*** Opening of Text segment ***
Posted: February 15, 2009

Nanolasers set the world record in wavelength tunability

(Nanowerk News) A single semiconductor laser chip with world-record wavelength tuning range of 200 nanometers – from 500 to 700 nanometers – has been demonstrated by a research team led by Cun-Zheng Ning, a professor in the Department of Electrical Engineering in the Ira A. Fulton School of Engineering at Arizona State University. The results are reported in a paper in a recent online version of Nano Letters (Continuous Alloy-Composition Spatial Grading and Superbroad Wavelength-Tunable Nanowire Lasers on a Single Chip)
Widely tunable semiconductor lasers offer a wide range of applications, ranging from spectroscopy, telecommunication, and on-chip biological and chemical detection. But achieving a widely tunable laser has been difficult due to limited lattice mismatch allowed in the standard epitaxial-based approach, since wavelength of light emission is determined by the bandgaps of semiconductors involved. Widely tunable lasers require alloy semiconductors with similarly tunable bandgaps, which are in turn determined by alloy composition, are usually limited by lattice mismatch with the chosen substrate.
*** Close of Text segment ***
*** Opening of Data extract ***
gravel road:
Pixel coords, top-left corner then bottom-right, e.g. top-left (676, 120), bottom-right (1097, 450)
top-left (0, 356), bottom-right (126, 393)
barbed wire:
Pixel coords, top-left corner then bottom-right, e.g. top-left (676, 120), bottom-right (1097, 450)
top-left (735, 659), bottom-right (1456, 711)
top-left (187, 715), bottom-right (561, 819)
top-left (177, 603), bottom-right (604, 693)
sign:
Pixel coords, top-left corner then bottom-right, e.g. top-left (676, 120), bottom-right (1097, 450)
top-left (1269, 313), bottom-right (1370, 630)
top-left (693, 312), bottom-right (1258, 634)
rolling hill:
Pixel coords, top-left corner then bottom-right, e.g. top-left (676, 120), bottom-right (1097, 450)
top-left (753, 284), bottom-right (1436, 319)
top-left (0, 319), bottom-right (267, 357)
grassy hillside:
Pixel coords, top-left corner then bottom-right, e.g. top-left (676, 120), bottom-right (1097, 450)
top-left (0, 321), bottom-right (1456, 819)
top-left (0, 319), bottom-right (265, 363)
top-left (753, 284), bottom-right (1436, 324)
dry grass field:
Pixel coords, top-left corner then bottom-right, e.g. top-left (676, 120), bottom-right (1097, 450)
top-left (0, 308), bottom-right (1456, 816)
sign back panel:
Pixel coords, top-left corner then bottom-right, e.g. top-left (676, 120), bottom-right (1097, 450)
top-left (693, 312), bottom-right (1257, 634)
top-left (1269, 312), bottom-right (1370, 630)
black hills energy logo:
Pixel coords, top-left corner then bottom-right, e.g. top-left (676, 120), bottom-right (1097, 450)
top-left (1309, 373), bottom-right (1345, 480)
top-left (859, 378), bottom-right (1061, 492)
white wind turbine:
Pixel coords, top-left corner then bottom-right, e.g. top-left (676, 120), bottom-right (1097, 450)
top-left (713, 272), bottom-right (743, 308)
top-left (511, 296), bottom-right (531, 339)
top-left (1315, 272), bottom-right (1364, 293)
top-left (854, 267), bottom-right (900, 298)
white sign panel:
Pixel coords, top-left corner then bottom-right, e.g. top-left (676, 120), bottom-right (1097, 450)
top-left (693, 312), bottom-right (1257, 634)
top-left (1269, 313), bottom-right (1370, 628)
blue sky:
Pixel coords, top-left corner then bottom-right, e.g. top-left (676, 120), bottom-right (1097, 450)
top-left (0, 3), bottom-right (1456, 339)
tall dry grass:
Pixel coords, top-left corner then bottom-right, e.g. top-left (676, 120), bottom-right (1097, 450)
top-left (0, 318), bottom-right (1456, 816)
*** Close of Data extract ***
Decide whether each of the following statements agrees with the nanolaser news item, answering yes or no and quoting the deciding words of the text. 1. The laser chip tunes across wavelengths from 500 to 700 nanometers. 2. Cun-Zheng Ning is a professor in a physics department. 3. The wavelength of light emission depends on the bandgaps of the semiconductors involved.

1. Yes: "from 500 to 700 nanometers"
2. No: "a professor in the Department of Electrical Engineering"
3. Yes: "wavelength of light emission is determined by the bandgaps of semiconductors involved"